Work to be completed: Everything from the line that contains "Target: car roof" through the last line below should be transcribed exactly, except the pictures.

Given records:
------------------------------------

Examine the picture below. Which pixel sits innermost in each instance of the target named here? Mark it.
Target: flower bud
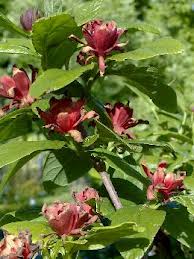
(29, 17)
(64, 116)
(122, 119)
(86, 195)
(165, 184)
(101, 39)
(13, 247)
(17, 88)
(67, 219)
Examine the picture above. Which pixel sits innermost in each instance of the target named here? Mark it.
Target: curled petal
(22, 83)
(7, 87)
(147, 171)
(158, 178)
(162, 164)
(76, 135)
(150, 193)
(169, 180)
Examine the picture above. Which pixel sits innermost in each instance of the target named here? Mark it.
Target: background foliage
(172, 124)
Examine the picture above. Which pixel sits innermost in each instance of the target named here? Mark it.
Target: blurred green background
(174, 18)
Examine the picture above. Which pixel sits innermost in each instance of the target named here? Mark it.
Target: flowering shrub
(14, 247)
(86, 138)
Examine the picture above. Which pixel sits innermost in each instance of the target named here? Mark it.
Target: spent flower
(68, 219)
(65, 116)
(122, 119)
(17, 88)
(28, 18)
(14, 247)
(101, 39)
(162, 183)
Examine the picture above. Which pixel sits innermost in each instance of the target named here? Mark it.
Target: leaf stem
(111, 190)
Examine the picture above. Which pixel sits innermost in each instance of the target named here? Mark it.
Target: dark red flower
(14, 247)
(122, 119)
(101, 38)
(64, 116)
(68, 219)
(163, 183)
(85, 196)
(16, 88)
(29, 17)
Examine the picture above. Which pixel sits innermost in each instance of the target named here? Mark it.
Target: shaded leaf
(15, 167)
(179, 224)
(16, 127)
(15, 150)
(65, 166)
(149, 82)
(14, 114)
(100, 237)
(90, 140)
(137, 244)
(10, 26)
(106, 134)
(88, 11)
(163, 46)
(141, 26)
(55, 79)
(187, 201)
(18, 46)
(37, 229)
(50, 39)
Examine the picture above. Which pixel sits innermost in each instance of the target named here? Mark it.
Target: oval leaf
(50, 39)
(55, 79)
(159, 47)
(10, 26)
(15, 150)
(37, 229)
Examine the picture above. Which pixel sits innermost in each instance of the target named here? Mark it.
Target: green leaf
(65, 166)
(149, 82)
(90, 140)
(137, 244)
(10, 26)
(88, 11)
(15, 150)
(180, 224)
(163, 46)
(18, 46)
(120, 164)
(15, 167)
(55, 79)
(50, 39)
(141, 26)
(153, 144)
(37, 229)
(16, 127)
(100, 237)
(187, 201)
(14, 114)
(106, 134)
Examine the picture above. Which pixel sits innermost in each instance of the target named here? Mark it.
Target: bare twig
(111, 190)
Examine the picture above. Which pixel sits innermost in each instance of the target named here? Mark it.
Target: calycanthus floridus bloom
(122, 119)
(68, 218)
(28, 18)
(163, 185)
(101, 39)
(65, 116)
(16, 88)
(14, 247)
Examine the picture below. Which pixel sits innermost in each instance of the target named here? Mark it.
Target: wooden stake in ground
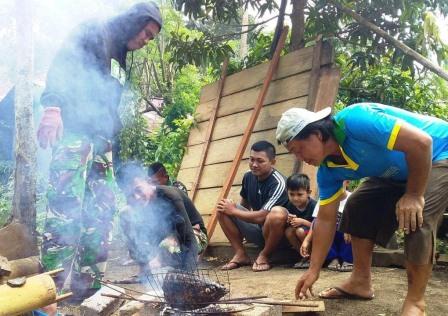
(210, 128)
(250, 126)
(404, 48)
(24, 202)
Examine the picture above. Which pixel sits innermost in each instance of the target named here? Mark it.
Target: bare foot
(411, 308)
(238, 260)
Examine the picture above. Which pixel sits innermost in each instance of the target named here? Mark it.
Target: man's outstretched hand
(304, 287)
(50, 127)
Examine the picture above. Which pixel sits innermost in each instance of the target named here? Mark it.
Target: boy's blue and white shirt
(366, 133)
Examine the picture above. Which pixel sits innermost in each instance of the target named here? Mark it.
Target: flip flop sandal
(302, 264)
(346, 267)
(334, 265)
(232, 265)
(341, 294)
(260, 267)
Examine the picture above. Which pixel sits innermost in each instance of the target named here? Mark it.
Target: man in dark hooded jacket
(80, 121)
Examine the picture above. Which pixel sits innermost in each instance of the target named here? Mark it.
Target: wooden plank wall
(289, 88)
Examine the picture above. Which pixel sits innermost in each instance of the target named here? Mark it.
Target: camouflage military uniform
(81, 206)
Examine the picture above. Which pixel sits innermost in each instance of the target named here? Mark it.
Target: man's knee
(290, 232)
(301, 233)
(277, 215)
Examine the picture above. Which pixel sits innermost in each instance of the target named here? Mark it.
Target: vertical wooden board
(224, 149)
(206, 199)
(328, 88)
(216, 174)
(218, 234)
(295, 62)
(235, 124)
(311, 171)
(280, 90)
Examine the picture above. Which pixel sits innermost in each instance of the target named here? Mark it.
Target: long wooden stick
(239, 301)
(210, 128)
(401, 46)
(247, 133)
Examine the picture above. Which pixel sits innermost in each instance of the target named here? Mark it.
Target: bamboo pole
(36, 292)
(247, 133)
(210, 128)
(401, 46)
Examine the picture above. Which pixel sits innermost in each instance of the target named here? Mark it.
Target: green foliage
(411, 22)
(199, 51)
(387, 83)
(135, 140)
(222, 10)
(167, 143)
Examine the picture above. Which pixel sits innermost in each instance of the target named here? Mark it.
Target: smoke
(152, 215)
(52, 22)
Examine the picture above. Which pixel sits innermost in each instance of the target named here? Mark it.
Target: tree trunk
(243, 40)
(24, 202)
(401, 46)
(297, 40)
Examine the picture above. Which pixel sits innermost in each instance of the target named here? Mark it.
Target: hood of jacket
(128, 24)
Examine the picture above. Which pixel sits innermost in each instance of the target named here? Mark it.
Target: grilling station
(303, 78)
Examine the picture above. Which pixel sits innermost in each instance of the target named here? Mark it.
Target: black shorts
(370, 213)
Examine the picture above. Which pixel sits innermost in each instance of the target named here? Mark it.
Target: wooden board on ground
(292, 310)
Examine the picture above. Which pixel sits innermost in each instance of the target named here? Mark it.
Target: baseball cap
(295, 120)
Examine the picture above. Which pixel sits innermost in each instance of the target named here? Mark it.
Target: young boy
(300, 208)
(339, 256)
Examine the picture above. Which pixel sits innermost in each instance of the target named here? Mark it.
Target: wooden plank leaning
(250, 126)
(210, 128)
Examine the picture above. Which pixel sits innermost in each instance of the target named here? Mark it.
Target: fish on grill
(187, 291)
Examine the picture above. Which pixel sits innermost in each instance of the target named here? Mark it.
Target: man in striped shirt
(258, 218)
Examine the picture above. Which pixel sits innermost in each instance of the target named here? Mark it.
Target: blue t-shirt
(366, 133)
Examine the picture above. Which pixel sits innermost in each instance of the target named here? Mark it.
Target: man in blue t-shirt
(258, 218)
(405, 159)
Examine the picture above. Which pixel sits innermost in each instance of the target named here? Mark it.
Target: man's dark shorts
(253, 233)
(370, 213)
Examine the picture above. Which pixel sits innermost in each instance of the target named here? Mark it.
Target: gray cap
(295, 120)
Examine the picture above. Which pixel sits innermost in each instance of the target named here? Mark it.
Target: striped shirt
(264, 195)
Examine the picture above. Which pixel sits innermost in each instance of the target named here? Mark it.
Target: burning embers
(189, 291)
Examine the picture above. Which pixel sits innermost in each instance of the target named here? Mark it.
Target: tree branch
(401, 46)
(149, 106)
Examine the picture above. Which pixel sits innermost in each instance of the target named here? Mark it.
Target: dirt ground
(389, 284)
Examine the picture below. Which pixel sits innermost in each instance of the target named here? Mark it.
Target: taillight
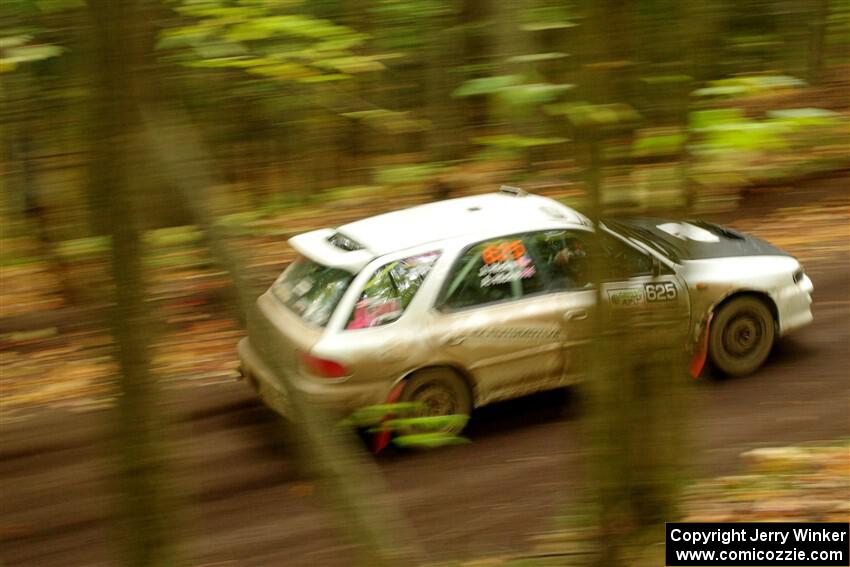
(322, 367)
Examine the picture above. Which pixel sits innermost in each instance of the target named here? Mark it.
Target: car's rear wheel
(742, 335)
(440, 392)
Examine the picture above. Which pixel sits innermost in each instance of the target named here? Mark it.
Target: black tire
(442, 391)
(742, 335)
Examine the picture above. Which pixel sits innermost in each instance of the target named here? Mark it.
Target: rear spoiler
(316, 246)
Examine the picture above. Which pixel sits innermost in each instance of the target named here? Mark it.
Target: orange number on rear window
(503, 251)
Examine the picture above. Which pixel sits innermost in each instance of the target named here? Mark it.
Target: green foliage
(429, 440)
(487, 85)
(262, 39)
(658, 145)
(415, 432)
(748, 85)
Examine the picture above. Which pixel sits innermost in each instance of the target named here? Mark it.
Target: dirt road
(247, 506)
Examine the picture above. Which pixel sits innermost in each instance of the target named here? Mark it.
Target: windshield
(311, 290)
(645, 236)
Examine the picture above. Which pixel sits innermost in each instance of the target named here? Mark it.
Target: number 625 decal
(661, 292)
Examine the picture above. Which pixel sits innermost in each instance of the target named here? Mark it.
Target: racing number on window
(503, 251)
(661, 292)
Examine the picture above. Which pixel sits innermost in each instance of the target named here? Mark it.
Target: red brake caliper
(701, 353)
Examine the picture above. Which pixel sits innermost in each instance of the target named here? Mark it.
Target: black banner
(754, 543)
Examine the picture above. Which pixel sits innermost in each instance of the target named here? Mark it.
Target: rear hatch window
(312, 290)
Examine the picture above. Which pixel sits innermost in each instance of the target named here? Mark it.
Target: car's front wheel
(742, 335)
(438, 392)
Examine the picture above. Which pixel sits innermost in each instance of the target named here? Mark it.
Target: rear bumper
(795, 306)
(342, 398)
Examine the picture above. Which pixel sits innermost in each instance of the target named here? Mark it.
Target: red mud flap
(381, 439)
(701, 353)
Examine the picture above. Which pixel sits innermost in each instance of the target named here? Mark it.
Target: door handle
(575, 315)
(452, 340)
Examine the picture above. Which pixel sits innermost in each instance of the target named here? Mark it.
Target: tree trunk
(146, 532)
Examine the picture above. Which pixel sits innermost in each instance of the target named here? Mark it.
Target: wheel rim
(742, 336)
(437, 400)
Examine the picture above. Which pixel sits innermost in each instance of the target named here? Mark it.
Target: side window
(566, 255)
(390, 290)
(495, 270)
(625, 261)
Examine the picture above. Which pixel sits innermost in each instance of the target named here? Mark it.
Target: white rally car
(459, 303)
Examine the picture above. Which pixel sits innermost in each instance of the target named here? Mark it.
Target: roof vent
(343, 242)
(515, 191)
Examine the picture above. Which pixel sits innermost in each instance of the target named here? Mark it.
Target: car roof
(507, 210)
(353, 245)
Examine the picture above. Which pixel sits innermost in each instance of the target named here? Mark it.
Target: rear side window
(312, 290)
(492, 271)
(390, 290)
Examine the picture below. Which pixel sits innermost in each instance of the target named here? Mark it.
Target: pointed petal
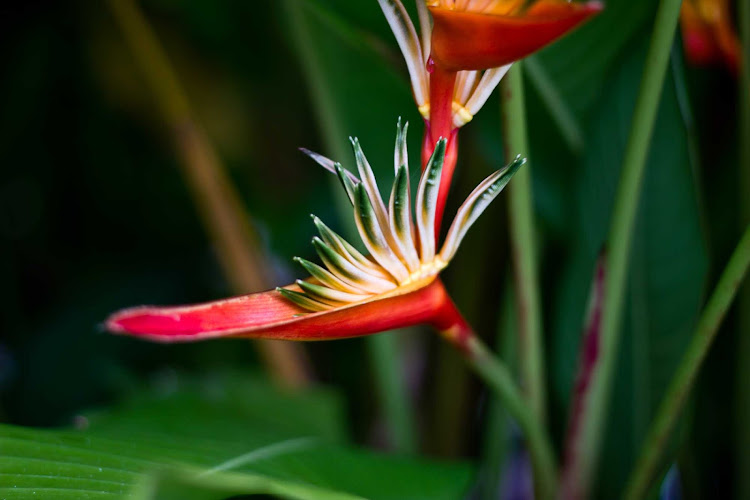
(400, 152)
(425, 26)
(475, 204)
(471, 41)
(400, 213)
(427, 197)
(373, 237)
(373, 193)
(303, 300)
(346, 250)
(270, 315)
(326, 277)
(465, 85)
(329, 164)
(346, 181)
(406, 36)
(490, 79)
(348, 272)
(329, 295)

------------------------------------

Task output:
Target: car roof
(507, 210)
(353, 245)
Examine the picture above. Which pixel sits innermost in each instance of the target named here? Mark it.
Target: rear side window
(312, 290)
(492, 271)
(390, 290)
Examine the picture below. Which pixel sits innermost in each instance of the target named here? Mark it.
Target: pointed petal
(400, 152)
(425, 26)
(475, 204)
(471, 41)
(400, 213)
(427, 197)
(373, 237)
(373, 193)
(303, 300)
(346, 250)
(270, 315)
(326, 277)
(465, 85)
(329, 164)
(346, 181)
(406, 36)
(490, 79)
(348, 272)
(329, 295)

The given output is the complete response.